Pointing dataset excerpts ->
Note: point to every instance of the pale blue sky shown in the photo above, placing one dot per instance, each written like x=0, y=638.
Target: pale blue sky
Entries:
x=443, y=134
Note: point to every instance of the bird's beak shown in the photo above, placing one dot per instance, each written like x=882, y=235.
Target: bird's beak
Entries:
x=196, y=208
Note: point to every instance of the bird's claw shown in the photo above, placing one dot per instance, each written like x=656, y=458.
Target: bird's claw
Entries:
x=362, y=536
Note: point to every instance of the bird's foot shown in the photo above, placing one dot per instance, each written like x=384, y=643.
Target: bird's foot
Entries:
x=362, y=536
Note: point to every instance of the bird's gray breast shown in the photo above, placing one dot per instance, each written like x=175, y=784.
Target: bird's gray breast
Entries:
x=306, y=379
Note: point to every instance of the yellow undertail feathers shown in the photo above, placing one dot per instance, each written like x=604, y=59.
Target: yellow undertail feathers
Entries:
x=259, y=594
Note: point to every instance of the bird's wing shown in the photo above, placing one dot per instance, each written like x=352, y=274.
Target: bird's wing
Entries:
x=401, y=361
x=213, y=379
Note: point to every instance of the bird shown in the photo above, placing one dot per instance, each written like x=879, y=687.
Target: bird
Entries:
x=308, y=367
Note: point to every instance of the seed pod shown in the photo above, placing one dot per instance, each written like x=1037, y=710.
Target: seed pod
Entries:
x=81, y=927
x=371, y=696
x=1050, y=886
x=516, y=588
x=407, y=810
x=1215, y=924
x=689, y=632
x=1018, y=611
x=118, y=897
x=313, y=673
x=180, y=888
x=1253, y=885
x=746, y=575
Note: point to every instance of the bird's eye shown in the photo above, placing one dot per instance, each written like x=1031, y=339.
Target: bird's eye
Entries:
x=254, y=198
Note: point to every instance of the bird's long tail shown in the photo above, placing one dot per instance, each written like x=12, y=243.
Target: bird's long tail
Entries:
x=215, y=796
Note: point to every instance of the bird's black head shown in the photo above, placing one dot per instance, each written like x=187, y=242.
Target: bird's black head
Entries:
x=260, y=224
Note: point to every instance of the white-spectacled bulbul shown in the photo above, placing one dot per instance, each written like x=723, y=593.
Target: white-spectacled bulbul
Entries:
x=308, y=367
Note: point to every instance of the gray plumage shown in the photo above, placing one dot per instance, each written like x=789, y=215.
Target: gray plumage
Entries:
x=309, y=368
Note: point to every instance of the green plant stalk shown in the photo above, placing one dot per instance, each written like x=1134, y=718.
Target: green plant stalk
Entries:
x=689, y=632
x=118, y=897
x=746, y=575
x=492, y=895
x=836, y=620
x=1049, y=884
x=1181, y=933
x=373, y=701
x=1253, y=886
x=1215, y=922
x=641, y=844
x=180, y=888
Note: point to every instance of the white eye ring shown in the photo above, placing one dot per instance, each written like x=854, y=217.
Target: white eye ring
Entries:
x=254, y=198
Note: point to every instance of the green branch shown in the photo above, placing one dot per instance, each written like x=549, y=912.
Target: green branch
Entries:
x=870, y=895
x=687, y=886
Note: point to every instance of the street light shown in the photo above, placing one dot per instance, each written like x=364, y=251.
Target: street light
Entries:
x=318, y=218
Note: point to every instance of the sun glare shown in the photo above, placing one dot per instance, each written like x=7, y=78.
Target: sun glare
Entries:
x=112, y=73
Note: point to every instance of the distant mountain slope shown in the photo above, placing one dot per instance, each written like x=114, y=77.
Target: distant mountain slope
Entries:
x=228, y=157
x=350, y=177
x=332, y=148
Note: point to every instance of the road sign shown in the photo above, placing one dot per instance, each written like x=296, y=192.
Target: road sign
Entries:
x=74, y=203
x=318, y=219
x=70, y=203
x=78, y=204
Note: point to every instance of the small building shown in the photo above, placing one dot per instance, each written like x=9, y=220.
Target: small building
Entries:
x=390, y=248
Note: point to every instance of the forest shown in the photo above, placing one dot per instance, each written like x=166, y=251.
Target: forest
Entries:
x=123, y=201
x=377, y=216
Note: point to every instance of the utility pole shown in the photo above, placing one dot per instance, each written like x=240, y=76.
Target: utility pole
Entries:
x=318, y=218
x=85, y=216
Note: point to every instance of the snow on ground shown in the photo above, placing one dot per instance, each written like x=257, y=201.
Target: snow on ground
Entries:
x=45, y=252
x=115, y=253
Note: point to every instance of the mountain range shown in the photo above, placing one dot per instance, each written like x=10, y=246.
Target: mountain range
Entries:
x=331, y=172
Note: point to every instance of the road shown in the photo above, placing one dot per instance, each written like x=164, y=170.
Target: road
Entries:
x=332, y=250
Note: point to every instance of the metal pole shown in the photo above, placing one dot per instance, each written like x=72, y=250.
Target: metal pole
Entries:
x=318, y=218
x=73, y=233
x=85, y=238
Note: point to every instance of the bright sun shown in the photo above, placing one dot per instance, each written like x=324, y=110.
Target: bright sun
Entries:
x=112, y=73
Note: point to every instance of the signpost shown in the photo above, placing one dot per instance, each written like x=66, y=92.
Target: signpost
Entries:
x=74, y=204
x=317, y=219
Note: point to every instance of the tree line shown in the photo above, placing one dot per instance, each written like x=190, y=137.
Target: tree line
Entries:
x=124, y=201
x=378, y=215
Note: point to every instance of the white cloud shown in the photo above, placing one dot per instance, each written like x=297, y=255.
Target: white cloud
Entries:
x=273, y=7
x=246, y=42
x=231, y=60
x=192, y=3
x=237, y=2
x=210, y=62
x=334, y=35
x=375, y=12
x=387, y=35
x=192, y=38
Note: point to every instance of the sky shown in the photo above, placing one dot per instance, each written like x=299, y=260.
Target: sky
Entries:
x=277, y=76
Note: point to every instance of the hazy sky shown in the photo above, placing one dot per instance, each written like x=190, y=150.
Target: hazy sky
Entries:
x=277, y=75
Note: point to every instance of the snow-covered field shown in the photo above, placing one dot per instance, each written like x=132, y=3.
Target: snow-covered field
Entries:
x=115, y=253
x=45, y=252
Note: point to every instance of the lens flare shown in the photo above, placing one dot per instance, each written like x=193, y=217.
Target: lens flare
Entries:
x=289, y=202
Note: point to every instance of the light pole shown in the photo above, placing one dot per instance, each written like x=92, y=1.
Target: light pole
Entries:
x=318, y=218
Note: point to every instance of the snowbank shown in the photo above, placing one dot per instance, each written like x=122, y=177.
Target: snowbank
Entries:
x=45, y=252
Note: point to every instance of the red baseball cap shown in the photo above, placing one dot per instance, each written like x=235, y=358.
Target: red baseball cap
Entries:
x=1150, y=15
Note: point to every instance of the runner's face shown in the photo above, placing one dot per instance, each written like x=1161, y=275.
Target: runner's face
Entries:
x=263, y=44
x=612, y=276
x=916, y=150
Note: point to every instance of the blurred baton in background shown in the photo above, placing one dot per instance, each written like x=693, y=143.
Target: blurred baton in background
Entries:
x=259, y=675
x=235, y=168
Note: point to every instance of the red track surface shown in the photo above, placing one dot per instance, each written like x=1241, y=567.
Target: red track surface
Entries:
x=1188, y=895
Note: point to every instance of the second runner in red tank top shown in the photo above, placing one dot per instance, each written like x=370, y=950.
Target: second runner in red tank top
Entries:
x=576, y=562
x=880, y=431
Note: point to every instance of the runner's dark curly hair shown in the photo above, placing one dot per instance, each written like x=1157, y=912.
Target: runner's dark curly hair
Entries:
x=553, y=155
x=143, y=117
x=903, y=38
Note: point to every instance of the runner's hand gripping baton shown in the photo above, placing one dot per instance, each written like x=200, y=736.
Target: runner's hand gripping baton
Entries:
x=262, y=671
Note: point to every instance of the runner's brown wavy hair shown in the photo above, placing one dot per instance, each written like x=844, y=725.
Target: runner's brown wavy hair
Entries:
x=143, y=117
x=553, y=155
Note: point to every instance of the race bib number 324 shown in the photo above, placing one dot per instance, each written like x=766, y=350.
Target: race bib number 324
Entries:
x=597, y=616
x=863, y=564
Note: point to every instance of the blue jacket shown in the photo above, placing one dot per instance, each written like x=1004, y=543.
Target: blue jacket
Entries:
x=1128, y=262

Written problem -> Please write out the rows again from the line with "Note: point to every instance of the forest" to the line with "x=85, y=238", switching "Target" to "Label" and leaving everything else unchanged.

Task solution ->
Note: point to every instance of the forest shown in the photo above, placing one dot per instance, each written like x=166, y=251.
Label: forest
Entries:
x=123, y=201
x=377, y=216
Note: point to every instance of the utility pole shown in the photo above, placing one dot per instance, each written like x=240, y=76.
Label: utility pole
Entries:
x=318, y=218
x=85, y=216
Note: point to every instance of the snow on ground shown in the photo above, placing one dot per instance, each written like x=257, y=201.
Label: snow on ground
Entries:
x=45, y=252
x=115, y=253
Note: point to every instance of the mountain range shown in the photo above, placing one dot per instance, each written like x=10, y=246.
Label: mountain range
Entries:
x=331, y=172
Note: point to every instance of the road shown in the photo above, placing one dot per instance, each written like x=164, y=170.
Label: road
Entries:
x=332, y=250
Note: point to every instance of the metal pole shown in the photo above, placing one dot per instance, each written like x=72, y=250.
Label: metal pole
Entries:
x=318, y=218
x=73, y=233
x=85, y=238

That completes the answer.